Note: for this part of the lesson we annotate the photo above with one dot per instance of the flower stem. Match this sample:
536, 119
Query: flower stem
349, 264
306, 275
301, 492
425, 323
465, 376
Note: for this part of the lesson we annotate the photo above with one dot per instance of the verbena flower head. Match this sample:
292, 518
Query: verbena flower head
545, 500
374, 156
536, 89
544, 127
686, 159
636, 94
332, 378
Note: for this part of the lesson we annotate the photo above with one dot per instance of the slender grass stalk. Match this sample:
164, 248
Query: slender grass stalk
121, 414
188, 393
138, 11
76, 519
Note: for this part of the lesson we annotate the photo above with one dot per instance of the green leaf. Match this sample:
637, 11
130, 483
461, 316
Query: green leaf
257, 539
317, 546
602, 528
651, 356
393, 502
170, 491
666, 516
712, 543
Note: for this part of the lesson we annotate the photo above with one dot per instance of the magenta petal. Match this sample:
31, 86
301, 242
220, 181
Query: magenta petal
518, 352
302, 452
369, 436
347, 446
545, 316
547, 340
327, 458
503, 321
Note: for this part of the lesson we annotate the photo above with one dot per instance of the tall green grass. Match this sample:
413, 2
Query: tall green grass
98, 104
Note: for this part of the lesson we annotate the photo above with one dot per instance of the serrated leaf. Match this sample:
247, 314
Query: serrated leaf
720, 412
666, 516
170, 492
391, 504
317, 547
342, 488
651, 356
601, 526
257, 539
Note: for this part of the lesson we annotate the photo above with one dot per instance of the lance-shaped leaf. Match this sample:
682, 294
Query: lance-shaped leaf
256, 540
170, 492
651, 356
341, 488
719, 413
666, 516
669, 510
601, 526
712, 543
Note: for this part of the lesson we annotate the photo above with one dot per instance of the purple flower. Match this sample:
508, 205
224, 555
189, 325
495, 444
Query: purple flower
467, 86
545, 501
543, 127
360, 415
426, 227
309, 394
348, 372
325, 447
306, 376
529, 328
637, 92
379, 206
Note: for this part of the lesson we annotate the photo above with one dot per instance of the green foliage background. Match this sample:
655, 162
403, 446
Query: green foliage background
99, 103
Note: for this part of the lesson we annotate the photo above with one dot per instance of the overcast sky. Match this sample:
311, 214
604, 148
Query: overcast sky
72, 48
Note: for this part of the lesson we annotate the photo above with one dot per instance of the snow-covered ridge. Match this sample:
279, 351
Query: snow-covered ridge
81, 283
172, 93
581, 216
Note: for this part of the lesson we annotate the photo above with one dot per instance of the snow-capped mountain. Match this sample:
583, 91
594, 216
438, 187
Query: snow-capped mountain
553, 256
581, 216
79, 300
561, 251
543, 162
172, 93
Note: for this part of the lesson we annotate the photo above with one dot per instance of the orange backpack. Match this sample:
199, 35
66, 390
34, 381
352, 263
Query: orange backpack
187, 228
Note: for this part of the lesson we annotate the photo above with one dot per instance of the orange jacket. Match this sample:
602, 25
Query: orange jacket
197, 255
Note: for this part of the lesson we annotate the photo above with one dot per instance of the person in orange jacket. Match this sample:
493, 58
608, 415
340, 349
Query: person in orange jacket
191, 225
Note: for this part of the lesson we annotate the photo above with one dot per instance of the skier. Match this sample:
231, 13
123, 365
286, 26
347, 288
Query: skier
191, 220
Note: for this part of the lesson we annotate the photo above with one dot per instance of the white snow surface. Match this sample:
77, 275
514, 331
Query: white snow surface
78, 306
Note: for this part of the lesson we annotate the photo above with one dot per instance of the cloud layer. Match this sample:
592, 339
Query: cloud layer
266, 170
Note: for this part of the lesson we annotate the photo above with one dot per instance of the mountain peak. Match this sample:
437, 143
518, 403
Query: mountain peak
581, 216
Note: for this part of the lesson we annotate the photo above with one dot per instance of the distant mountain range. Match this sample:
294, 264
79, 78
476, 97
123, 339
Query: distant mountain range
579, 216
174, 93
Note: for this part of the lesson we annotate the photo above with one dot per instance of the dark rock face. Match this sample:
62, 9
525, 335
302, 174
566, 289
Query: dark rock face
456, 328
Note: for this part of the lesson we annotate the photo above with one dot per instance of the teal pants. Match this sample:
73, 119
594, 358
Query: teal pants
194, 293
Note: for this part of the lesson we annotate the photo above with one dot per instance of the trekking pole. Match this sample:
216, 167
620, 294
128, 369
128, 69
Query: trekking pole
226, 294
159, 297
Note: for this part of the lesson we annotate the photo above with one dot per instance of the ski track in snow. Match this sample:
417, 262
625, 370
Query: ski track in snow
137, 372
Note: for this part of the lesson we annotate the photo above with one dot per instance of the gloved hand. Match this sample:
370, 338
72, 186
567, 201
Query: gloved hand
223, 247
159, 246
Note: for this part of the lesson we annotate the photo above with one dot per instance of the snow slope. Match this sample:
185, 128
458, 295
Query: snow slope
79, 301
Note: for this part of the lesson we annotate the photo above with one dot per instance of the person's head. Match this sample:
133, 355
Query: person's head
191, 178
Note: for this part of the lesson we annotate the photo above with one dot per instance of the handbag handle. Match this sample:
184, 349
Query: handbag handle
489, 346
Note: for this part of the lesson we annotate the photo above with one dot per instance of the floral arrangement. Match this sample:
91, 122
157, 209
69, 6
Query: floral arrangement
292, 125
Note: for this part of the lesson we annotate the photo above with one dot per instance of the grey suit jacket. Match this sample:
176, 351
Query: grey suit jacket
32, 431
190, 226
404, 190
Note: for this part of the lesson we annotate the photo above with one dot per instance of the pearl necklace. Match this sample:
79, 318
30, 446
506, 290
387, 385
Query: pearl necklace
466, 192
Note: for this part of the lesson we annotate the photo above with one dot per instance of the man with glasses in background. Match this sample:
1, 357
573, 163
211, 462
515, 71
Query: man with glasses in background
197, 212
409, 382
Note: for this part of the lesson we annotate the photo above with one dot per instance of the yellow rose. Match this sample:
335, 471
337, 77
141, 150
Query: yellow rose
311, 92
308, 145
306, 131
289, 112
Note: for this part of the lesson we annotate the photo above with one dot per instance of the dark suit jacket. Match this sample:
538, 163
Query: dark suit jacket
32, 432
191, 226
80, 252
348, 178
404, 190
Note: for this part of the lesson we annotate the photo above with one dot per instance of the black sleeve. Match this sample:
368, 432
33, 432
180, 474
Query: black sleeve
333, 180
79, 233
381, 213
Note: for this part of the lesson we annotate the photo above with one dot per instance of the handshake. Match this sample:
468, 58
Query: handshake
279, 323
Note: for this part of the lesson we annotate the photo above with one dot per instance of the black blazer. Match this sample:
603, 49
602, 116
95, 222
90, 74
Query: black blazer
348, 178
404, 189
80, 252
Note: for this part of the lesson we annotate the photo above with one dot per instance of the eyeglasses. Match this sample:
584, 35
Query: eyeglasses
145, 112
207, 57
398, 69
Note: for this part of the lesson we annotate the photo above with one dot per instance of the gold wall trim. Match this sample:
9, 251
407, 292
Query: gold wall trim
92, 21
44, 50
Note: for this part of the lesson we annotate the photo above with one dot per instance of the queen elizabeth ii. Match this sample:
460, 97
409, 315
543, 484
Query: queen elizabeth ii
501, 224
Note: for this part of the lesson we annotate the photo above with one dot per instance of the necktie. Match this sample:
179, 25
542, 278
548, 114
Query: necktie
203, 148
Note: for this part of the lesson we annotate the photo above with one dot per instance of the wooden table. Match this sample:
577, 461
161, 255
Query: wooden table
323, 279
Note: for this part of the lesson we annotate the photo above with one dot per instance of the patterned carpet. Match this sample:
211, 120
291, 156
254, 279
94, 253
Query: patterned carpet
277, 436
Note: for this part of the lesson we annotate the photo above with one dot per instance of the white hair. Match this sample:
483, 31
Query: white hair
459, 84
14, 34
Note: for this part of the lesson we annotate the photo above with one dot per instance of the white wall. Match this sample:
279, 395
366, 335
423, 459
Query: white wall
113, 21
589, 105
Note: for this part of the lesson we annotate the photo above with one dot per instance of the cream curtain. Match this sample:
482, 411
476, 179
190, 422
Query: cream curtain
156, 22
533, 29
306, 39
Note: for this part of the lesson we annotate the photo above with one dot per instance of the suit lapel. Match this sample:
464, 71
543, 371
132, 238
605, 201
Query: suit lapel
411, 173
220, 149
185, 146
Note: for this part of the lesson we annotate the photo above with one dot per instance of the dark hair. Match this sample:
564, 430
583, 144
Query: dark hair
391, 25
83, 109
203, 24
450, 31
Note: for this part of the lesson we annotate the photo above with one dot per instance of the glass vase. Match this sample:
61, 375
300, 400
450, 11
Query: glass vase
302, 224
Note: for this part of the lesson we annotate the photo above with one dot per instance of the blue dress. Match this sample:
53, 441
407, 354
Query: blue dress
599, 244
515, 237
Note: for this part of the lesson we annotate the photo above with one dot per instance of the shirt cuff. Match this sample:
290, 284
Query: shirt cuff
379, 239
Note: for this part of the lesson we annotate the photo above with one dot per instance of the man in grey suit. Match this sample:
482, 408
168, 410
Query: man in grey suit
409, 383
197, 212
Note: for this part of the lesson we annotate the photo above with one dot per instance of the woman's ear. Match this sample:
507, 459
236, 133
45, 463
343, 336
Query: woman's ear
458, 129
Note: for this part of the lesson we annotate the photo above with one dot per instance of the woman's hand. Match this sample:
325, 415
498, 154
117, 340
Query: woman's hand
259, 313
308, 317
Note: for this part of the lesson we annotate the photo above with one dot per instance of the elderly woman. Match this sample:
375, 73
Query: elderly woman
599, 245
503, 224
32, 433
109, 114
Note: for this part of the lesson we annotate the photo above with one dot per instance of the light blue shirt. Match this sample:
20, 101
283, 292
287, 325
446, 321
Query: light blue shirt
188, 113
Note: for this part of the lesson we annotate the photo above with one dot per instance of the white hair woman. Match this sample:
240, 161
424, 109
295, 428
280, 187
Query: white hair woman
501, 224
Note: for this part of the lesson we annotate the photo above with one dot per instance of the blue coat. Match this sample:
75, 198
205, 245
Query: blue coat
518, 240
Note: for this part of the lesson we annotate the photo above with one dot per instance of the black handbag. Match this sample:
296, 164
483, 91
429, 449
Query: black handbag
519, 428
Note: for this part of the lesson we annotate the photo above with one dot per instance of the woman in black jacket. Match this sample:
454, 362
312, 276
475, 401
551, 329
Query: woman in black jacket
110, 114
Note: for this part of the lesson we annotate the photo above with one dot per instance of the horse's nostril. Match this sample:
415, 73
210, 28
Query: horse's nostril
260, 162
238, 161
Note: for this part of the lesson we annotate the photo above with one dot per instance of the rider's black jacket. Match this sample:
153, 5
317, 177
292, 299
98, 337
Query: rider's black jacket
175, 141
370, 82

++++++++++

Reproduce verbatim the lines from the one containing "the black handbag." through the final line of the items, both ends included.

• [Expected output]
Note: for this part of the lesson we annotate the photo above with one dot per instance of the black handbag. Match this sample:
296, 164
483, 91
429, 449
Query: black handbag
519, 428
Note: for this part of the lesson we annotate the photo above with one dot per instance of the woman in black jacket. Match this sample:
454, 362
312, 276
475, 401
551, 329
Query: woman in black jacket
110, 114
Note: for this part of the lesson we annotate the photo above with one dot per instance of the horse's nostril. Match this sample:
415, 73
210, 28
Query: horse's nostril
260, 162
238, 161
Note: for this part of the lesson we annotate the photo above with one dot per instance of the rider's black jacket. Match this sample:
153, 5
317, 177
292, 299
98, 337
Query: rider's black jacket
175, 141
370, 82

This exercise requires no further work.